▶ _Required work_: Scan the listing below for the word "road", then copy each line that has it.

▶ _Records shown_:
BEGIN

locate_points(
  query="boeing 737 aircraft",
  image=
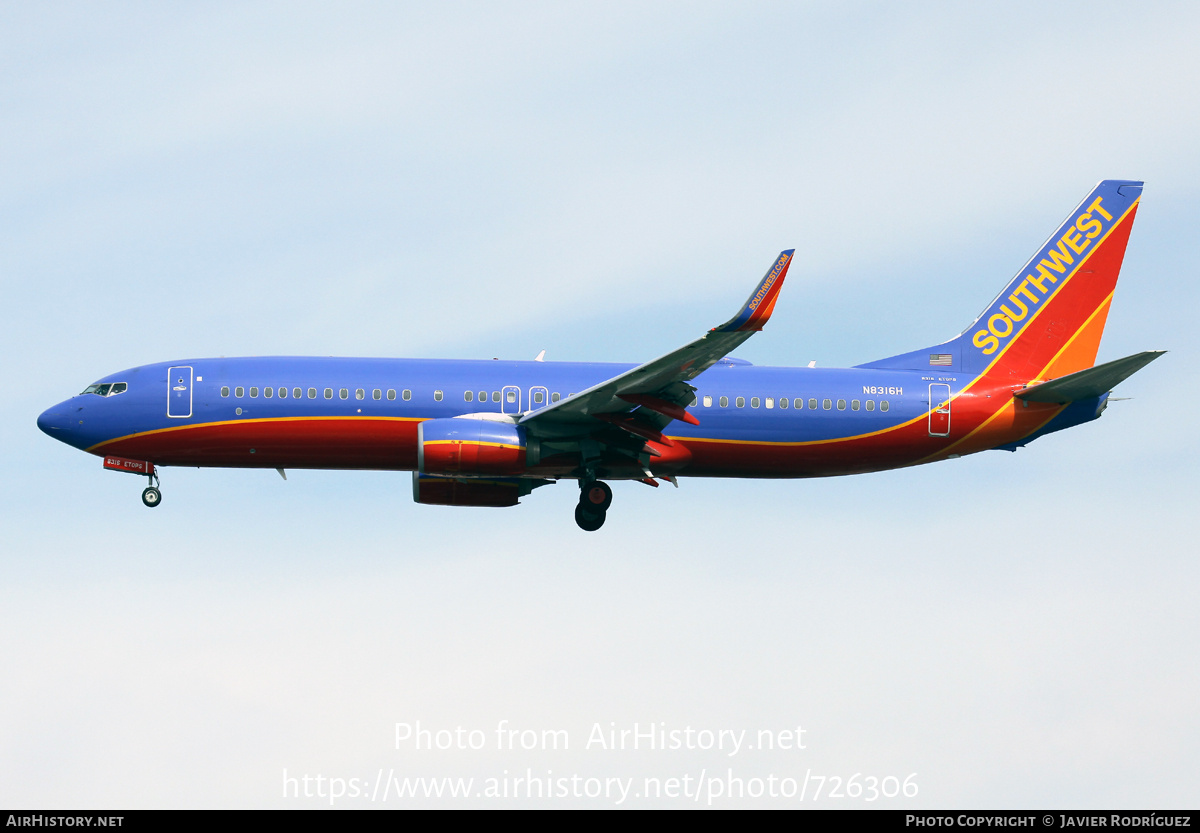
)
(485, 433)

END
BEGIN

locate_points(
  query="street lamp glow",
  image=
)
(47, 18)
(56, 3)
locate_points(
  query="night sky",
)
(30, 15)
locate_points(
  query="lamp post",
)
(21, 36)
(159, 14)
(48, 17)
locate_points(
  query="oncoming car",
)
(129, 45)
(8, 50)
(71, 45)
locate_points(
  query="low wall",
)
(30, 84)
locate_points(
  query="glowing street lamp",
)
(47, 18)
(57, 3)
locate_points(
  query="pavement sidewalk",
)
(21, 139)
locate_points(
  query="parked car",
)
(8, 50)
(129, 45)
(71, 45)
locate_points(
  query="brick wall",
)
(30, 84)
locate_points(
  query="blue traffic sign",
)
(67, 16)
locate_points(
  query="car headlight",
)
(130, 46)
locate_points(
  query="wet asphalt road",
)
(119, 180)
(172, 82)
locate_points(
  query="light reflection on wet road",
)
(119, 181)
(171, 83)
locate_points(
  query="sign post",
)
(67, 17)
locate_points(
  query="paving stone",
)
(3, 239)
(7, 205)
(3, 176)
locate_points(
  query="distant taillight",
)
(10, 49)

END

▶ _Task output_:
  query="wet asphalt road",
  query="light reflection on wet road",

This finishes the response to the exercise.